→ **DATA FOR REVIEW**
####
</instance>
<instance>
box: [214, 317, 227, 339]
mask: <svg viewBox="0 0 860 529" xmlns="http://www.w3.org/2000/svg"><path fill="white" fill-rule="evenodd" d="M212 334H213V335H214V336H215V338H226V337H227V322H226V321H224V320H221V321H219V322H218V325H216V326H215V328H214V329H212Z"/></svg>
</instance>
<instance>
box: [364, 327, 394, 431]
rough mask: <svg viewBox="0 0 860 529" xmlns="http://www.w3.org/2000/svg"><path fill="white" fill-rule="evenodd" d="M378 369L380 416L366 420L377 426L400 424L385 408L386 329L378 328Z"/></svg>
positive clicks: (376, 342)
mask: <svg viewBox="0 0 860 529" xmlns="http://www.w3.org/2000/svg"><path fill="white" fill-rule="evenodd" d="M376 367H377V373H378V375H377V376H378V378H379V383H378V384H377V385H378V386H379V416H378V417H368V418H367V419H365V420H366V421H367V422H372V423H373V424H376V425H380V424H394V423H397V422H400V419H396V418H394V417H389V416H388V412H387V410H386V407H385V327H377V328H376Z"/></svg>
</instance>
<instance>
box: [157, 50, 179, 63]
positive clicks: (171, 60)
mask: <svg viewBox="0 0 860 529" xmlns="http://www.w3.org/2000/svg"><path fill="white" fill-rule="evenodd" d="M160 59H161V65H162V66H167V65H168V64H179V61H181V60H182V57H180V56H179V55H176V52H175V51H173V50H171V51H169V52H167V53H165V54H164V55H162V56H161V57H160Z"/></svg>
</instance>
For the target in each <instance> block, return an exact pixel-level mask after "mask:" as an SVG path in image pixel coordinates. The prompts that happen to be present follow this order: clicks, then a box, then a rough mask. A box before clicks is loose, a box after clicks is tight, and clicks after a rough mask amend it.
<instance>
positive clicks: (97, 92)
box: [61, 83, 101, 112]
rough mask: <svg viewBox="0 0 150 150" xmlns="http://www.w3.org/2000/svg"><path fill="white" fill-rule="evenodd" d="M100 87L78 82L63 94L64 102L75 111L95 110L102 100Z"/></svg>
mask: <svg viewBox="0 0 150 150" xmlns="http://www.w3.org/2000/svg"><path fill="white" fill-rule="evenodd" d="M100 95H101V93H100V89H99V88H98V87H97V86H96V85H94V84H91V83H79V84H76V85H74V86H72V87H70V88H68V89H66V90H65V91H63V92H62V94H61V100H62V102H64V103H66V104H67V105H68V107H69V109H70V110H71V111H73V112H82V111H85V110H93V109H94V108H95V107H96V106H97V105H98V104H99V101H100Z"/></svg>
####
Copy all of the records above character for character, keeping every line unchanged.

</instance>
<instance>
box: [214, 317, 227, 339]
mask: <svg viewBox="0 0 860 529" xmlns="http://www.w3.org/2000/svg"><path fill="white" fill-rule="evenodd" d="M212 334H213V335H214V336H215V338H226V337H227V322H226V321H224V320H221V321H219V322H218V325H216V326H215V328H214V329H212Z"/></svg>
</instance>
<instance>
box: [364, 327, 394, 431]
rough mask: <svg viewBox="0 0 860 529" xmlns="http://www.w3.org/2000/svg"><path fill="white" fill-rule="evenodd" d="M378 369L380 416L366 420L377 426L400 424L385 408L386 329L378 328Z"/></svg>
positive clicks: (376, 342)
mask: <svg viewBox="0 0 860 529" xmlns="http://www.w3.org/2000/svg"><path fill="white" fill-rule="evenodd" d="M376 367H377V373H378V375H377V376H378V378H379V383H378V384H377V385H378V386H379V416H378V417H368V418H367V419H365V420H366V421H367V422H372V423H373V424H376V425H380V424H394V423H397V422H400V419H396V418H394V417H389V416H388V412H387V410H386V407H385V327H377V328H376Z"/></svg>
</instance>
<instance>
box: [157, 50, 179, 63]
positive clicks: (171, 60)
mask: <svg viewBox="0 0 860 529" xmlns="http://www.w3.org/2000/svg"><path fill="white" fill-rule="evenodd" d="M160 59H161V65H162V66H167V65H168V64H179V61H181V60H182V57H180V56H179V55H176V52H175V51H173V50H171V51H169V52H167V53H165V54H164V55H162V56H161V57H160Z"/></svg>
</instance>
For the target in each <instance> block, return an exact pixel-level mask after "mask:" as an SVG path in image pixel coordinates. The prompts that happen to be present follow this order: clicks, then a box, then a rough mask. A box before clicks is loose, a box after clicks is tight, and clicks after a rough mask amend it.
<instance>
positive clicks: (97, 92)
box: [61, 83, 101, 112]
rough mask: <svg viewBox="0 0 150 150" xmlns="http://www.w3.org/2000/svg"><path fill="white" fill-rule="evenodd" d="M100 87L78 82L63 94L64 102L75 111L95 110L102 100Z"/></svg>
mask: <svg viewBox="0 0 150 150" xmlns="http://www.w3.org/2000/svg"><path fill="white" fill-rule="evenodd" d="M100 95H101V93H100V89H99V88H98V87H97V86H96V85H94V84H91V83H79V84H76V85H74V86H72V87H70V88H68V89H66V90H65V91H63V92H62V94H61V100H62V102H64V103H66V104H67V105H68V107H69V109H70V110H71V111H73V112H82V111H85V110H93V109H94V108H95V107H96V106H97V105H98V104H99V101H100Z"/></svg>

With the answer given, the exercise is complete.